● **Given text**
____
But Wray—tall, thickset, and with short, braided hair—was adamant that many of the men and boys who had been arrested in the big bust had no gang ties. And Wray aimed part of his anger at the media: “The way the media is portraying these young black men, they’re portraying them as they’re terrorists, they’re portraying them as they’re terrorizing the neighborhood,” said Wray. “Major drug dealers, killers. Which is not at all true. These kids are fathers. These kids are sons. These kids are loved.”

To assess how the media portrays events like this is complex. For starters, the biggest gang roundup in New York City’s history is, clearly, big news. On the morning of April 27, hundreds of police officers and agents from federal law enforcement units descended on Eastchester Gardens. Helicopters circled in the sky. The magnitude of the investigation, conducted for more than a year, was unprecedented.

The reporting on gang raids, however, makes it difficult to capture the ramifications on an individual level. For example, the people arrested were all cast as members of a gang before going through a court process. Individual cases are washed up and forgotten about during these types of raids, said David Brotherton, a professor of sociology at John Jay College. “The accounting of it gets completely lost.”

Meanwhile, an entire neighborhood gets tainted. The big bust was featured prominently in local and national news. The Daily News, for example, was at Eastchester Gardens and photographed the moments when people were handcuffed and put inside police vans. The News wrote that the indictments “identified 120 violent hoodlums.” The New York Times led with “Sweep in Bronx Tackles Decade of Gang Chaos.”

The reports painted a grim picture of an area where gun violence has plagued the population for years. According to statements given to the press at the time, gang members were allegedly responsible for more than 1,800 shots fired and eight homicides since 2007, said Angel Melendez, a senior member of the investigation and part of Homeland Security Investigation, a branch of Immigration and Customs Enforcement that combats criminal organizations.

Gun violence in the Eastchester Gardens area—in comparison to other parts of New York City—has persisted in some form over the years. Yet residents like Wray say the media doesn’t accurately or fairly report on where they live—focusing on the violent habits of the minority and misrepresenting local people. Crime is in fact down for the 47th precinct, which covers Eastchester Gardens, and there have been 60 percent fewer shooting incidents compared to two years ago, according to NYPD Compstat data.

Alex Vitale, an associate professor in Sociology at Brooklyn College and an expert on policing in New York City, says that this kind of reporting bolsters a cycle in which teams of police and federal agents descend on a housing development and are brought to life by dramatic imagery and, more important, are depicted as the solution to problems that don’t always exist. The NYPD targets public housing complexes where street crime still exists, and an invitation to the media is essentially a way of showing that such tactics are sweeping violent gangs off the street, said Vitale. However, in his view this heavy-handed approach produces “mass incarceration and negative consequences for these young people.” And does more harm than good.
____
● **Set exercise**
According to the text on the Bronx gang raid, how much have shooting incidents in the 47th precinct dropped compared to two years ago? The lines after this text aren't needed.
____
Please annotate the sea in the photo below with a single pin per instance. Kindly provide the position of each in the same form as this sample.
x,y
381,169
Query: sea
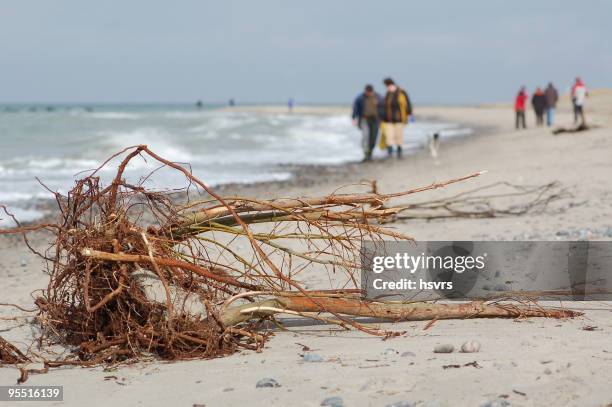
x,y
47,147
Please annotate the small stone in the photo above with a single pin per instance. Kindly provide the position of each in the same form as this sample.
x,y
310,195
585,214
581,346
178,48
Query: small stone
x,y
470,347
497,403
267,382
444,348
401,404
312,357
333,402
500,287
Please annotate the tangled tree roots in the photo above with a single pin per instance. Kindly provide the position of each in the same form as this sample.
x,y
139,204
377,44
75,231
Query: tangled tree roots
x,y
133,273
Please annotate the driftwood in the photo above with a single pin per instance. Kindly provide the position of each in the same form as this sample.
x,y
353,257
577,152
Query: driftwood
x,y
219,264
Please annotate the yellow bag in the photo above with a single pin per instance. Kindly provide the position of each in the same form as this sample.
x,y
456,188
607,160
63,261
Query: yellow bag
x,y
382,143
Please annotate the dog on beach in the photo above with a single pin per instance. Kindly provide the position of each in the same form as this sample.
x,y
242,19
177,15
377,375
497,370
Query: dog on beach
x,y
434,144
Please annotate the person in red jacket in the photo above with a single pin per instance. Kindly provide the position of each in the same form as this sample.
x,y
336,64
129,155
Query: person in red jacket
x,y
519,108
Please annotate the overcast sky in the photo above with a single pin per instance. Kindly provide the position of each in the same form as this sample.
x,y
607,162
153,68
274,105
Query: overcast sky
x,y
316,51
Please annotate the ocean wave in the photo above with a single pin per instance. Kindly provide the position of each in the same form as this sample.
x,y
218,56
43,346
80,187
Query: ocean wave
x,y
157,139
113,115
22,215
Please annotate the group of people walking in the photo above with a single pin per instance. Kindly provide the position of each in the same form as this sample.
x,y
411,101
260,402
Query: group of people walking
x,y
390,114
544,102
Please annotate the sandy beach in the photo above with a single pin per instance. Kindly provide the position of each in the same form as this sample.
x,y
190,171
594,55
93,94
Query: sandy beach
x,y
527,362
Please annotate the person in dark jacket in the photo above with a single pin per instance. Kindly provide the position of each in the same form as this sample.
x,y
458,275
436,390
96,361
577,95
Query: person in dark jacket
x,y
366,116
538,101
552,96
396,112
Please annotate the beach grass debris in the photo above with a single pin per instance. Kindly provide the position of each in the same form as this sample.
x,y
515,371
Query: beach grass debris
x,y
136,273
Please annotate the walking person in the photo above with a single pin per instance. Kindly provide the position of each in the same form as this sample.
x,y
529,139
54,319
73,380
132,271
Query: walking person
x,y
519,108
366,116
538,101
397,110
579,95
552,96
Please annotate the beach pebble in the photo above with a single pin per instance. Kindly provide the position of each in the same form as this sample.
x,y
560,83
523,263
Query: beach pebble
x,y
401,404
267,382
312,357
333,402
497,403
470,347
444,348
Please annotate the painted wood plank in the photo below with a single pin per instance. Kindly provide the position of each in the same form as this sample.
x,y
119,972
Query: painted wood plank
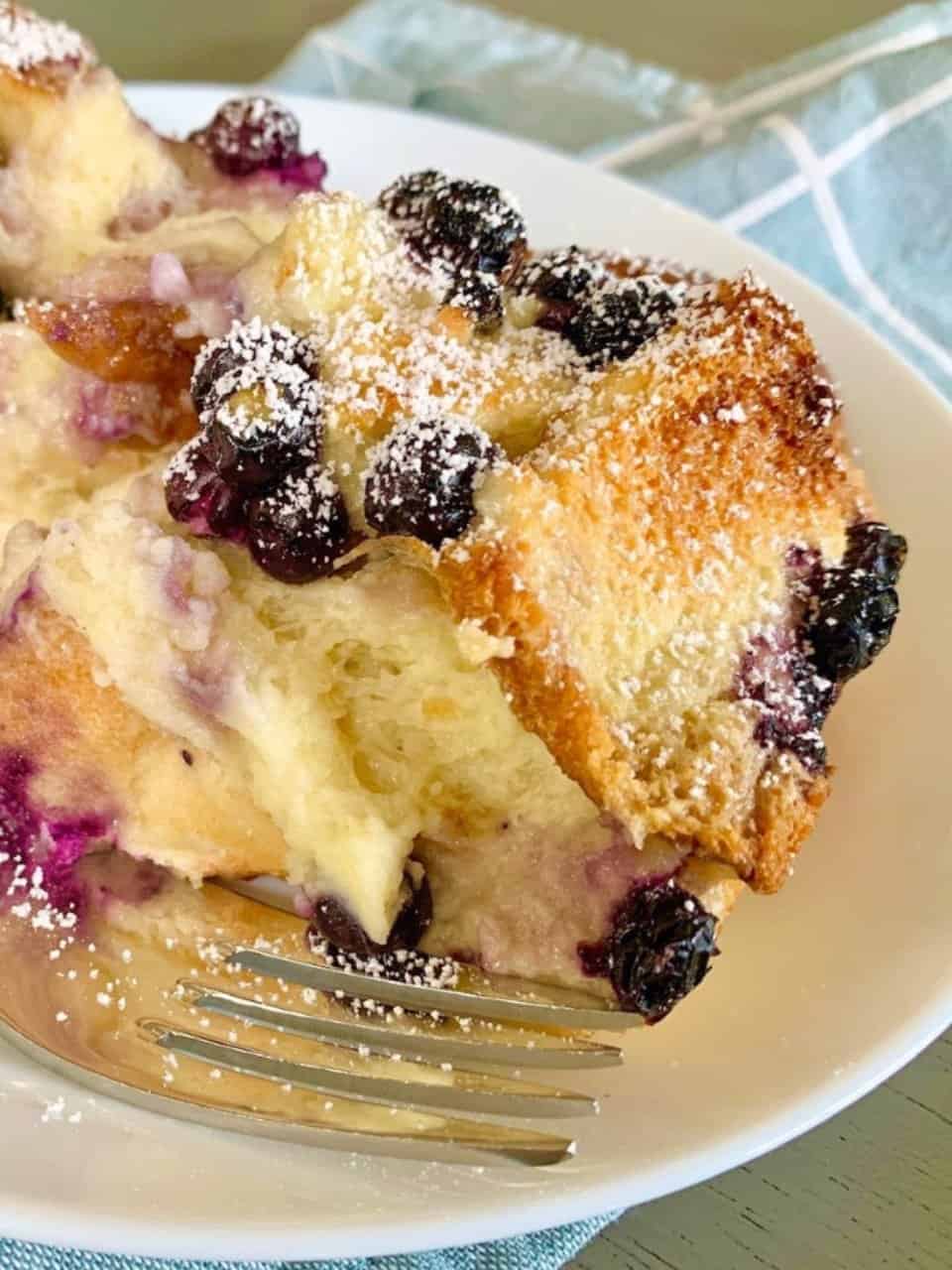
x,y
870,1189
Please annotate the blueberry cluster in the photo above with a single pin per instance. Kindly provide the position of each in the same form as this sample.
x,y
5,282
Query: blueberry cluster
x,y
466,226
422,476
855,604
658,949
844,617
333,922
604,318
253,475
257,135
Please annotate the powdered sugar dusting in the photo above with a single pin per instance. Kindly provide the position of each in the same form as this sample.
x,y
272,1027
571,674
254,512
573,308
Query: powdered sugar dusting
x,y
28,41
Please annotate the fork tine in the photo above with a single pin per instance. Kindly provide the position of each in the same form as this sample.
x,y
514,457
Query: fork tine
x,y
542,1010
538,1052
428,1138
463,1091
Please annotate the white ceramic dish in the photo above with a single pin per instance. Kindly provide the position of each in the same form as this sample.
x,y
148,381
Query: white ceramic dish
x,y
823,992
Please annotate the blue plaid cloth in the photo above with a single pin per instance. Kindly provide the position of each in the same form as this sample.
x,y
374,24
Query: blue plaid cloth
x,y
838,162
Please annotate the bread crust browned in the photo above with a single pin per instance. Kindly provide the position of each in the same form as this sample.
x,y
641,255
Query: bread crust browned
x,y
712,449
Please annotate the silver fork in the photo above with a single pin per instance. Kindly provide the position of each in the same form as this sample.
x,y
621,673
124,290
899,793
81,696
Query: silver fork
x,y
223,1026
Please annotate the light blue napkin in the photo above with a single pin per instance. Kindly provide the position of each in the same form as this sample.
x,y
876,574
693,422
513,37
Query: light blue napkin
x,y
838,162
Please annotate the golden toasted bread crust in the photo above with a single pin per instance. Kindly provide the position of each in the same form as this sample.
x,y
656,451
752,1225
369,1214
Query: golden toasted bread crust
x,y
631,557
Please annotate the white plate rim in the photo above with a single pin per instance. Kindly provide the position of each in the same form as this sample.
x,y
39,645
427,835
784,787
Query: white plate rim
x,y
103,1230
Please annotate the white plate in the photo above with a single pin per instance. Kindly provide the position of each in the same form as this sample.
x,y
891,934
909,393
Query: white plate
x,y
824,989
____
● **Reply**
There have been 60 percent fewer shooting incidents.